[Labeled-object pointing entries]

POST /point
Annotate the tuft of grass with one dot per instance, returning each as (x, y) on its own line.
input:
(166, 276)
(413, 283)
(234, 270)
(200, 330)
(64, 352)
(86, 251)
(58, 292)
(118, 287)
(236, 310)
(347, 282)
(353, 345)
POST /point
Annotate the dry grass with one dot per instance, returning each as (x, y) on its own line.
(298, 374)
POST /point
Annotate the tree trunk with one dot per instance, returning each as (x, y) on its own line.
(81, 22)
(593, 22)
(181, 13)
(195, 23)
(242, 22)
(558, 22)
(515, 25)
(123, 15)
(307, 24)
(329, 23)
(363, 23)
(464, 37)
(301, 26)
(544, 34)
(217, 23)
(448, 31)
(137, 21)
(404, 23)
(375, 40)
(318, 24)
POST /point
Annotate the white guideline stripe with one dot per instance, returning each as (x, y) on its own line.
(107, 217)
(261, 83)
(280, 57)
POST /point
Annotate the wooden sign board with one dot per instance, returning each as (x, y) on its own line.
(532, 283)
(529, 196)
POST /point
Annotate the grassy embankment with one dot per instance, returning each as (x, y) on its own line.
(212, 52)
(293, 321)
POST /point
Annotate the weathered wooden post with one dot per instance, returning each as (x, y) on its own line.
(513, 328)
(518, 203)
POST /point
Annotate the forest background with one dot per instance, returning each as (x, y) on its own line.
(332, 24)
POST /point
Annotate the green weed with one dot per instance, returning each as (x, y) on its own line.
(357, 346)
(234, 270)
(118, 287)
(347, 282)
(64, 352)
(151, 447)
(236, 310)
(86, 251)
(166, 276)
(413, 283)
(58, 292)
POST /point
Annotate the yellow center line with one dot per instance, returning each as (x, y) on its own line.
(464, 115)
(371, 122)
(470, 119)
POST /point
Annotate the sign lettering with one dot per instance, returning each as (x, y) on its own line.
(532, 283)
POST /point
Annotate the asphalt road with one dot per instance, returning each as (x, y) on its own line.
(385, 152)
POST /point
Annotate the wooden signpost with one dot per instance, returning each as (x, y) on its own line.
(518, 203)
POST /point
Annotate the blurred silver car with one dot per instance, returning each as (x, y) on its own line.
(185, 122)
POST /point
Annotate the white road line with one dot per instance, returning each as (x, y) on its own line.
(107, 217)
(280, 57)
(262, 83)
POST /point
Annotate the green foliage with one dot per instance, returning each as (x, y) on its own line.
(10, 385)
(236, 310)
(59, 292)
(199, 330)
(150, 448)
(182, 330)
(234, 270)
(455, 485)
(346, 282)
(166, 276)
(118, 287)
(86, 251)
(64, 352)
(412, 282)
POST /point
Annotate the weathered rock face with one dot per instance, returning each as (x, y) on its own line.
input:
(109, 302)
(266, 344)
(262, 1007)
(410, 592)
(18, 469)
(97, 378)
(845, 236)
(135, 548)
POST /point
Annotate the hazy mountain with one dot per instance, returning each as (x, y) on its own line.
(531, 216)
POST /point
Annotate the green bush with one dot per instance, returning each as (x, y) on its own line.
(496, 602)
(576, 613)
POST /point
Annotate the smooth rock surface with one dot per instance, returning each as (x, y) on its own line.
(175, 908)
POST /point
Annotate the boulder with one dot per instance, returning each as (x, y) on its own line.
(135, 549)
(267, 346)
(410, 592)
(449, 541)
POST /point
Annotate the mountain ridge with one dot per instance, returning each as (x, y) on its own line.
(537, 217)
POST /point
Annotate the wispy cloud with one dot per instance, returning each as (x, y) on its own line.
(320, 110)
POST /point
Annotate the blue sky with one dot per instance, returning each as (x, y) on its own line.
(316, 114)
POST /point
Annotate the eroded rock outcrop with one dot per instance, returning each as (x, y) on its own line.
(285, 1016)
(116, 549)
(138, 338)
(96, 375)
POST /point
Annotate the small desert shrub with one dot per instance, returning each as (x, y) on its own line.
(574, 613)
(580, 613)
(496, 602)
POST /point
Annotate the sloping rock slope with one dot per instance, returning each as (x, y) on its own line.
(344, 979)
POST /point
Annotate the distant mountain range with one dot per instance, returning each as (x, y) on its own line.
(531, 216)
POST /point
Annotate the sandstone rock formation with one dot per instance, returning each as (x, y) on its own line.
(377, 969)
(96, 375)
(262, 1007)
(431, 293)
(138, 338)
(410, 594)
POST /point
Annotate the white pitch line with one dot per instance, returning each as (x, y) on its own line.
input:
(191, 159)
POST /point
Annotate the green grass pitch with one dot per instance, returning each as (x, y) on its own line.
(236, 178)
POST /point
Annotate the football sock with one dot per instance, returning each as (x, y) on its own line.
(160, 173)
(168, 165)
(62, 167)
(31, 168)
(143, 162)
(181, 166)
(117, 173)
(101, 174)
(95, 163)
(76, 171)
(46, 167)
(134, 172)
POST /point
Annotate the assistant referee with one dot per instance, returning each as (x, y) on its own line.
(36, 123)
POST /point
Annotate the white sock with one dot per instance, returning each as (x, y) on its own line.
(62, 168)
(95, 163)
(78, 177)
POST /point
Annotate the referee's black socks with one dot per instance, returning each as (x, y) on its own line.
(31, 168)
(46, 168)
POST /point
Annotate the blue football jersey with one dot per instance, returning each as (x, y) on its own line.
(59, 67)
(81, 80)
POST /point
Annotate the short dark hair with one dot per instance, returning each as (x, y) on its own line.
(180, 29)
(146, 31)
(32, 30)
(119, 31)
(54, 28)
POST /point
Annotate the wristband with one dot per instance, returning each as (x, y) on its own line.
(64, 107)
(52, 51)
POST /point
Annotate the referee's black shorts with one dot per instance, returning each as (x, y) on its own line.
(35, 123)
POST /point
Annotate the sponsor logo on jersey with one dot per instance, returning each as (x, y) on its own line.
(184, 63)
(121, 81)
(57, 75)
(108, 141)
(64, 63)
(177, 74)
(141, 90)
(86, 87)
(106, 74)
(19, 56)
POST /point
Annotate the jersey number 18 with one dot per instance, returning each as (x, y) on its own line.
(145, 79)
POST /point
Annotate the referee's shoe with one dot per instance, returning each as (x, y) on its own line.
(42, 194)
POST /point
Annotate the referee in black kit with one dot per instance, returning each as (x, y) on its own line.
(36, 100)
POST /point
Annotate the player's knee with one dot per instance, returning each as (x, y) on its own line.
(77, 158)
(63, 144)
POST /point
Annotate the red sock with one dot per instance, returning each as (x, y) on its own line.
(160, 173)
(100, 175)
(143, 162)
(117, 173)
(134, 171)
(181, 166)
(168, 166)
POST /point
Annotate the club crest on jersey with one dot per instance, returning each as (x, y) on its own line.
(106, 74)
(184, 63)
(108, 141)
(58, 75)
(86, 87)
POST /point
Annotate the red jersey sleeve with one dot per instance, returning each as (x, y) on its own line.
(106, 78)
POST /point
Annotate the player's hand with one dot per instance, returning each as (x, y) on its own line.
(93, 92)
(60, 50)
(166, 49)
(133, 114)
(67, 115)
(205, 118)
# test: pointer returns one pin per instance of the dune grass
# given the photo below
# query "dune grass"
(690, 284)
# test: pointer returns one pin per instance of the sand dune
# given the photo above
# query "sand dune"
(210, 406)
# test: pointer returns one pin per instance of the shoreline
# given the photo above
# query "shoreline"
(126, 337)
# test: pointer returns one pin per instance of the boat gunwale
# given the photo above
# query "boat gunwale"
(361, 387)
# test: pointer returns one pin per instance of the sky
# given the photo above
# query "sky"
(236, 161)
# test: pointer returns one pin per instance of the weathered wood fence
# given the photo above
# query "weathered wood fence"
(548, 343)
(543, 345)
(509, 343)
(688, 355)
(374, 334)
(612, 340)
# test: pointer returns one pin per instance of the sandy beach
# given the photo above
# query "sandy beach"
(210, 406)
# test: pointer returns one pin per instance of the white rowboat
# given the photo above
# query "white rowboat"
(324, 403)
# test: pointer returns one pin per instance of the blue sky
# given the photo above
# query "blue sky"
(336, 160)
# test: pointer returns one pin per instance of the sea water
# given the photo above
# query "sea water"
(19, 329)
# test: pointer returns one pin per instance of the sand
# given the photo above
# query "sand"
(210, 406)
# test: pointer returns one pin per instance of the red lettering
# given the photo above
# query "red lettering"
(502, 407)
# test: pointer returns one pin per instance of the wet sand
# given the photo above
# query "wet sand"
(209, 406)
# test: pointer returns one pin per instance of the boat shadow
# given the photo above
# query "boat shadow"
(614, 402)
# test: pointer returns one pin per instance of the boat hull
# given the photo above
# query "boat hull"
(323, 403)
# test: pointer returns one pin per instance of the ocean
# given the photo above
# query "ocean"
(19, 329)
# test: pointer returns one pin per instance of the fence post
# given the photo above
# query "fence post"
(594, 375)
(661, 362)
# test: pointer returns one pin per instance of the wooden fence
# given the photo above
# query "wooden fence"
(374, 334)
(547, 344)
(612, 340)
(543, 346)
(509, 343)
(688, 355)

--- WORK TO BE COMPLETED ---
Rewrite the records from the line containing "# test: pointer returns one pin per instance of the blue" through the end of the records, changing every "pointer" to "locator" and leaving everything else as it is.

--- EXERCISE ANSWER ---
# test: locator returns one pin per instance of the blue sky
# given the photo above
# query "blue sky"
(336, 160)
# test: locator returns one pin per instance of the sea water
# given the photo above
# query "sea water"
(19, 329)
# test: locator returns one pin per instance of the sand
# given the photo above
# query "sand"
(210, 406)
# test: locator returns one pin per instance of the red lettering
# given the photo above
# query "red lettering"
(502, 407)
# test: locator returns one pin per instance of the wet sand
# given the photo above
# query "wet sand"
(209, 406)
# test: locator returns one pin per instance of the boat shadow
# given the photo above
# query "boat shadow"
(614, 402)
# test: locator returns one pin per instance of the boat hull
# given the photo above
# query "boat hull"
(323, 403)
# test: locator returns one pin per instance of the ocean
# given the photo above
# query "ocean"
(19, 329)
# test: locator returns one pin per instance of the fence post
# given the photo above
# query "fence post"
(594, 375)
(661, 362)
# test: locator returns one pin per instance of the wooden fence
# given the photo above
# query "wooden fence"
(374, 334)
(547, 344)
(612, 340)
(543, 346)
(509, 343)
(688, 355)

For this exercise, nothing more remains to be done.